Assignment | Beginning with the line that holds "rough mask: <svg", set down each line of the data below through the very last, exactly as given, and nothing beyond that.
↓↓↓
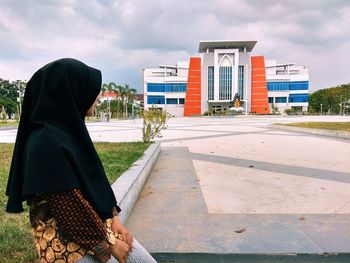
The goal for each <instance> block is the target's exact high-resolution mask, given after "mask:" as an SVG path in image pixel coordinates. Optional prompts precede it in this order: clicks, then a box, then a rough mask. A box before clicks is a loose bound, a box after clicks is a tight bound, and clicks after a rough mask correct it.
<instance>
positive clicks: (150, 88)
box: [147, 83, 187, 92]
mask: <svg viewBox="0 0 350 263" xmlns="http://www.w3.org/2000/svg"><path fill="white" fill-rule="evenodd" d="M186 88H187V84H186V83H147V92H186Z"/></svg>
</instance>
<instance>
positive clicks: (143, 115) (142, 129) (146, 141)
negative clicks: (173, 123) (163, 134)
mask: <svg viewBox="0 0 350 263" xmlns="http://www.w3.org/2000/svg"><path fill="white" fill-rule="evenodd" d="M141 117H142V118H143V127H142V139H143V142H150V141H151V140H153V139H154V138H155V137H156V136H160V132H161V131H162V130H163V129H166V122H167V120H168V119H169V118H170V115H169V114H168V113H167V112H166V111H162V110H160V109H156V108H154V107H153V106H152V108H151V109H150V110H143V111H142V112H141Z"/></svg>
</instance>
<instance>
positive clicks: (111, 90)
mask: <svg viewBox="0 0 350 263" xmlns="http://www.w3.org/2000/svg"><path fill="white" fill-rule="evenodd" d="M116 89H117V85H116V84H115V83H114V82H109V83H108V84H106V83H104V84H102V87H101V91H102V95H103V94H104V93H106V92H107V91H108V93H109V94H111V93H113V92H116ZM110 117H111V104H110V100H109V98H107V121H109V118H110Z"/></svg>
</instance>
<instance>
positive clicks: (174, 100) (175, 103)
mask: <svg viewBox="0 0 350 263" xmlns="http://www.w3.org/2000/svg"><path fill="white" fill-rule="evenodd" d="M166 104H177V99H166Z"/></svg>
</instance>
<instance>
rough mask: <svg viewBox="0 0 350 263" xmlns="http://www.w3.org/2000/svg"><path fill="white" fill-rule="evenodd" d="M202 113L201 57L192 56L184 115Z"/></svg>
mask: <svg viewBox="0 0 350 263" xmlns="http://www.w3.org/2000/svg"><path fill="white" fill-rule="evenodd" d="M199 114H201V58H195V57H192V58H190V68H189V70H188V79H187V89H186V98H185V108H184V116H192V115H199Z"/></svg>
↑↑↑
Task solution |
rough mask: <svg viewBox="0 0 350 263" xmlns="http://www.w3.org/2000/svg"><path fill="white" fill-rule="evenodd" d="M202 113L201 57L192 56L184 115Z"/></svg>
mask: <svg viewBox="0 0 350 263" xmlns="http://www.w3.org/2000/svg"><path fill="white" fill-rule="evenodd" d="M199 114H201V58H195V57H192V58H190V68H189V70H188V79H187V89H186V98H185V108H184V116H192V115H199Z"/></svg>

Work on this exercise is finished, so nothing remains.